#### THE INPUT ####

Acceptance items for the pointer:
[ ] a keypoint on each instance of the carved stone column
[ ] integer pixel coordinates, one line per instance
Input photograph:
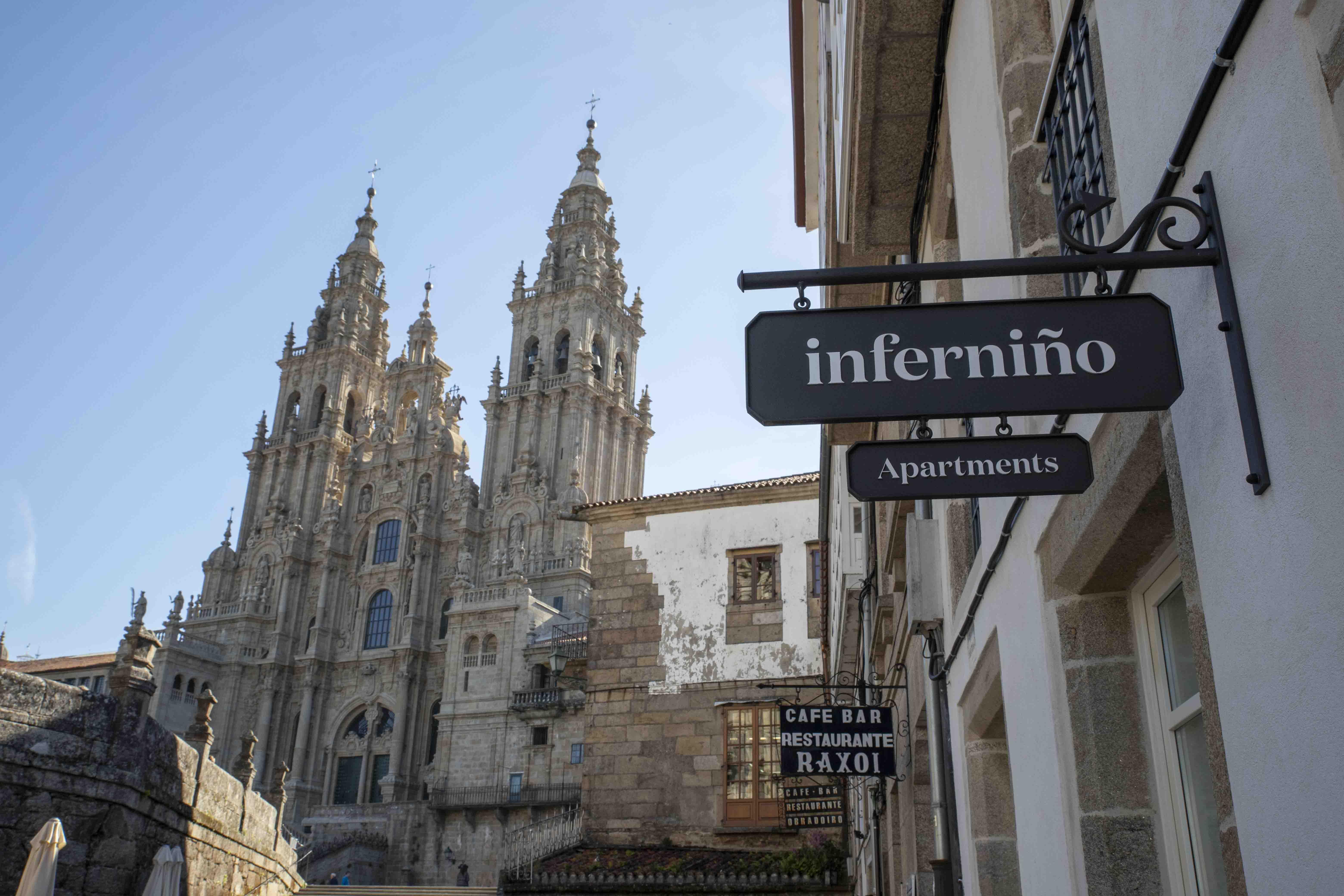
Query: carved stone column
(394, 784)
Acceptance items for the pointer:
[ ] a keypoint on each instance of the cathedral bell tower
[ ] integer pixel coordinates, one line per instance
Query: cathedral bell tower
(566, 426)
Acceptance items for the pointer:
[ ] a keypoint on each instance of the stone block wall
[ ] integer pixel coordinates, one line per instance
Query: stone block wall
(123, 786)
(654, 765)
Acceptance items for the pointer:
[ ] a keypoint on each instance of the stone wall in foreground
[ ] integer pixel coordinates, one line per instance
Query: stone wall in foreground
(123, 786)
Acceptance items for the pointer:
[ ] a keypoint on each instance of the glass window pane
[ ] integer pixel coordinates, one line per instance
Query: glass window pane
(381, 765)
(1178, 652)
(1201, 807)
(347, 780)
(386, 539)
(765, 578)
(742, 578)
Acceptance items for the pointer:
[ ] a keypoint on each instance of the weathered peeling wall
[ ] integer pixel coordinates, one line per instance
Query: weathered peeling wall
(687, 555)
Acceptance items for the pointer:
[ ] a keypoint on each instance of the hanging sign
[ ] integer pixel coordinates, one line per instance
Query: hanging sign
(963, 359)
(964, 468)
(837, 741)
(814, 807)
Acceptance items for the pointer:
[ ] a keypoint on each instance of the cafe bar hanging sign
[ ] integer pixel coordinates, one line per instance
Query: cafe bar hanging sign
(814, 807)
(961, 468)
(963, 359)
(837, 741)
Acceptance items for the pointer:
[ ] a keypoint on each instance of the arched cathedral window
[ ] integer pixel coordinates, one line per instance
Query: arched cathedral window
(562, 355)
(319, 405)
(358, 727)
(530, 354)
(597, 358)
(349, 425)
(380, 627)
(386, 542)
(432, 747)
(443, 619)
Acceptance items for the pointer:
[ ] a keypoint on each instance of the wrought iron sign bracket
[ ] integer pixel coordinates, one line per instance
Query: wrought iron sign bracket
(1089, 260)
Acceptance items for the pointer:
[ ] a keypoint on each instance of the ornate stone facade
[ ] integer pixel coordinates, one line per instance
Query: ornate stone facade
(386, 624)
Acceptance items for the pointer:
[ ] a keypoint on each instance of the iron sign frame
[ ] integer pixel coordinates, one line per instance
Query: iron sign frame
(1092, 260)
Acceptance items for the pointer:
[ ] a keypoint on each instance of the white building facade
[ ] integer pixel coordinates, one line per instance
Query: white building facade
(1140, 688)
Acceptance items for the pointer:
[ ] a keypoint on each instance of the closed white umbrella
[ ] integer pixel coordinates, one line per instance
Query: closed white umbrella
(40, 875)
(166, 879)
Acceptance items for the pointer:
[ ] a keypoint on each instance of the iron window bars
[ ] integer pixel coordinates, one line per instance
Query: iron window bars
(1074, 159)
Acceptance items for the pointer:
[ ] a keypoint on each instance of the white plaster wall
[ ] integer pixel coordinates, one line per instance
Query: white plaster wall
(1271, 568)
(979, 148)
(687, 557)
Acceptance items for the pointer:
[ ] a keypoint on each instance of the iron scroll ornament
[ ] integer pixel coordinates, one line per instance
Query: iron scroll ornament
(1090, 203)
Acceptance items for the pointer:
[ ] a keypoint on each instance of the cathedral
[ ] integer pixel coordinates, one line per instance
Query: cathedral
(388, 629)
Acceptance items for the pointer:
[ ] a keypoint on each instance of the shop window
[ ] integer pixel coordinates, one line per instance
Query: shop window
(1191, 808)
(751, 765)
(386, 541)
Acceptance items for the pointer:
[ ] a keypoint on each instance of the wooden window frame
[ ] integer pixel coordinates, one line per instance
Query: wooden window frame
(761, 809)
(1186, 872)
(771, 553)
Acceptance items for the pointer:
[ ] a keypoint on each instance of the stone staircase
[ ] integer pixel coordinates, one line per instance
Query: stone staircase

####

→ YOUR ASSIGNMENT
Write the entries out in full and exactly, omitting every picture.

→ RESULT FOR THIS TASK
Acceptance items for the pointer:
[ ] a keypoint on each instance of the carved stone column
[ ] integer pixel coordinates, one line per instance
Input photograph:
Query: carved stone column
(394, 784)
Acceptance items for the pointer:
[ ] a keypoint on each instance of the cathedral bell tower
[ ] integer pixel coordinates, one line per instance
Query: cathedral bell tower
(566, 426)
Acceptance items for the pointer:
[ ] a keypoint on each instance of the stone block wall
[ ] integer pixel coordinates, one line per instance
Query: stone block wall
(123, 786)
(654, 765)
Acceptance items for the pointer:
[ ] a keypoint on each instance of the stone wall in foreground
[ ] integer pixel coordinates, one line per instance
Query: stone wall in foreground
(123, 786)
Acceptance items for the pointer:
[ ] a keypoint on each instance of the glass window pane
[ ] integer pixel coordinates, one line per instance
Query: glass window pane
(381, 765)
(1178, 652)
(1201, 807)
(347, 780)
(386, 539)
(765, 578)
(742, 578)
Acceptance items for the pointer:
[ ] a keypoint on each instance of the weathered peeling wall
[ ] integer pixel coordinates, one line per instance
Query: weathered peeling wall
(687, 555)
Acceptance items for the pointer:
[ ] a keypoint on each instance of the hanging sign
[ ] integer pixel coordinates, one line per instance
Query: hanging sign
(963, 359)
(964, 468)
(837, 741)
(814, 807)
Acceptance items for the pointer:
[ ] a keypoint on each instance of the cafe bar hanging sign
[ ] integer pixel coordinates, one line per instance
Query: cafe bar hanging sign
(814, 807)
(961, 468)
(963, 359)
(837, 741)
Acceptance items for the pointer:
[ ] a keypoint on each instance of the arched cathedral window
[ ] integer pixel coordinates, one line per instance
Query: arched cathedral window
(562, 355)
(319, 405)
(358, 727)
(530, 354)
(597, 358)
(349, 425)
(380, 627)
(386, 542)
(432, 747)
(443, 619)
Acceptance items for the pointer:
[ ] a keypoint on each instance of the wrought iron sign bracket
[ ] integer pixel coordinates, one line per instance
Query: wrought iron sign bracket
(1089, 260)
Acceptance items for the pointer:
[ ] a keypoint on each instance of the ornate stone facade
[ ] integer pixel coordinates, one line per instance
Query: ornate stone facade
(386, 624)
Acceptance items for the pointer:
[ ] a keypoint on each instance of the iron sign frame
[ ] integer pixel coordinates, one line per instance
Query: iron sign frame
(1092, 260)
Acceptance items for the pointer:
[ ] a keypoint on each instance of the white building facade
[ ] integer pixel coordinates, one line per instance
Query: white building facade
(1140, 688)
Acceptance items for the pointer:
[ ] a keypoint on each instance of the closed white umbrella
[ ] integer pixel coordinates, one line per instance
Query: closed white umbrella
(40, 875)
(166, 879)
Acceptance items for the pointer:
[ ] a keypoint on each instance of the iron window bars
[ ] integer pixel coordinates, one line per instance
Query: iron window bars
(1074, 159)
Acceptance items for the pointer:
[ ] a keypoint on each instance of the white plaster wall
[ ] integer pixel coordinates, one line per instance
Query: white plaster wall
(1271, 568)
(979, 148)
(687, 557)
Acceptance items for the pointer:
[ ] a keypoint on each instance of the iron scroll ornament
[ ] integer pixel coordinates, one line per instance
Query: iron scroll ornament
(1090, 203)
Acceptance items for the pointer:
[ ] a keypoint on each instance of the cathedral
[ ] integer pixel coordinates, one line per instance
Query: cathedral
(388, 629)
Acceptance items for the pointer:
[ ] a keypoint on each instance of the shop window
[ ] integer pixel coordinates, one line per instance
Query: shop window
(1191, 808)
(751, 765)
(386, 541)
Acceptance items for the pointer:
[ ] a keypoint on each instance of the wooden window frame
[ ] integer pixel coordinates, one line per instance
Query: wooden window frame
(761, 809)
(1186, 872)
(771, 553)
Acceptance items for the pointer:
[ ] a keypoint on each instance of the stone staircase
[ ] integer pixel coordinates, one line per instance
Query: stone staircase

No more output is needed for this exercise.